SELECTED PASSAGE:
I'm sure if something so illegal it'd get banned right away because Paizo wouldn't want it on their site, right? They certainly wouldn't leave it alone for 10+ months. . . Right?

Whistles. . .

But maybe they over looked that just cause Eberron. . . They certainly wouldn't allow an "illegal" ravenloft conversion stick around nearly five years, right?

Whistles. . .

Or Darksun. . .

Take a guess.

Maybe they just got over looked cause they're from DND. Something like final fantasy could never be converted to a d20 system, right? Cause that'd be totally illegal and get shut down before it could ever build any momentum, right?

Don't look here.

I rest my case.

Quote:
Every year we read stories about surprised creative types who act surprised when copyright is enforced on them. The OP doesn't need to be one of them. So get it - I'm not out to crap on anyone's parade, but I am the bearer of bad news.

We do? Because I certainly have not. . . Why don't you link a couple of those stories and let us read them for ourselves.

Dark Archive

Dear Anguish, I really appreciate you taking time to discuss this with me. Thank you so much for helping me understand this whole thing.


ShadowcatX wrote:
Copied and posted from the other thread (where Anguish hasn't responded):

The absence of reply was deliberate.

"But Mommy, he's doing it," is no defense and above all not a preventative measure against being served.

Liberty's Edge

1 person marked this as a favorite.

I was going to offer a rebuttal but there's no point. Believe what you will, that despite of all evidence to the contrary, that this one particular project is going to earn the wrath of all mighty, all knowing, WotC, and that they'll swoop in and cut its thread short like the norns of old.


ShadowcatX wrote:
I was going to offer a rebuttal but there's no point. Believe what you will, that despite of all evidence to the contrary, that this one particular project is going to earn the wrath of all mighty, all knowing, WotC, and that they'll swoop in and cut its thread short like the norns of old.

I think you are right here. This thread and this project in particular is just way too risky to expand upon. Other major TSR/WotC campaign settings have been converted but MTG's Ravnica is just too precious and monitored by WotC to be converted. WotC has already contacted me for my meager participation in this thread. They found me because I googled "Ravnica conversion d20" and found another forum/wesite/thread that sis some work on converting it.

(Natural-language object grounding entries)

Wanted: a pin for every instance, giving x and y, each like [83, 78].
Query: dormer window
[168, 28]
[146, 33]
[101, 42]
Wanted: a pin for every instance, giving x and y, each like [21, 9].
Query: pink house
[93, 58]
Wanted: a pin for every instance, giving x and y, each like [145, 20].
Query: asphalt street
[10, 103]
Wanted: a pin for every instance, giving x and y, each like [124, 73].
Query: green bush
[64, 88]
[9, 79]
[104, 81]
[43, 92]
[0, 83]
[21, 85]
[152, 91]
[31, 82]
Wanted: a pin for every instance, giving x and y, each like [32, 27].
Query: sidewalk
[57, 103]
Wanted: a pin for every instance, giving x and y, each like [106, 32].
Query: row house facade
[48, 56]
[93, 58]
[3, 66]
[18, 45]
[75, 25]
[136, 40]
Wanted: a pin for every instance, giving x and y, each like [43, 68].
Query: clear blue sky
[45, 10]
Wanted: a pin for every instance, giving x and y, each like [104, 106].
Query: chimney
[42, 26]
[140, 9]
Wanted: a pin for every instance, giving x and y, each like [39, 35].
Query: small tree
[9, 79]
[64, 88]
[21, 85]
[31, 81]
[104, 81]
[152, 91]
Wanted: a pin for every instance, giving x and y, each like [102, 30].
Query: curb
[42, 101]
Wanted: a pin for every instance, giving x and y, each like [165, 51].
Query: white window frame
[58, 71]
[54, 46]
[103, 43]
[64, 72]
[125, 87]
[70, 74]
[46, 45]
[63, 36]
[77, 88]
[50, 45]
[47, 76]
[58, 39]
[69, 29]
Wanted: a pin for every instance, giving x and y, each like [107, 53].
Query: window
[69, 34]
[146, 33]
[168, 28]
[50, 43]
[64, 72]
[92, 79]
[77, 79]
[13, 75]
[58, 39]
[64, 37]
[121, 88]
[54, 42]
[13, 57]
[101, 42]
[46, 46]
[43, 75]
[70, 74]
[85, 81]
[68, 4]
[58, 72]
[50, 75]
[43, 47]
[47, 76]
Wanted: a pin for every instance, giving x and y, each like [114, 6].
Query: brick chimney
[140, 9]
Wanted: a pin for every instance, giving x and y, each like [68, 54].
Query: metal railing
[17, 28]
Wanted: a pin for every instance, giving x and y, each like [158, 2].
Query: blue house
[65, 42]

LIST OF TASKS:
- A) Copy the forum thread word for word, starting at "Don't look here." and ending at "this whole thing.".
- B) List every game world or property that the forum thread mentions as the subject of a conversion.

ANSWERS GIVEN:
- A)
Don't look here.

I rest my case.

Quote:
Every year we read stories about surprised creative types who act surprised when copyright is enforced on them. The OP doesn't need to be one of them. So get it - I'm not out to crap on anyone's parade, but I am the bearer of bad news.

We do? Because I certainly have not. . . Why don't you link a couple of those stories and let us read them for ourselves.

Dark Archive

Dear Anguish, I really appreciate you taking time to discuss this with me. Thank you so much for helping me understand this whole thing.

- B)
Eberron
ravenloft
Darksun
final fantasy
Ravnica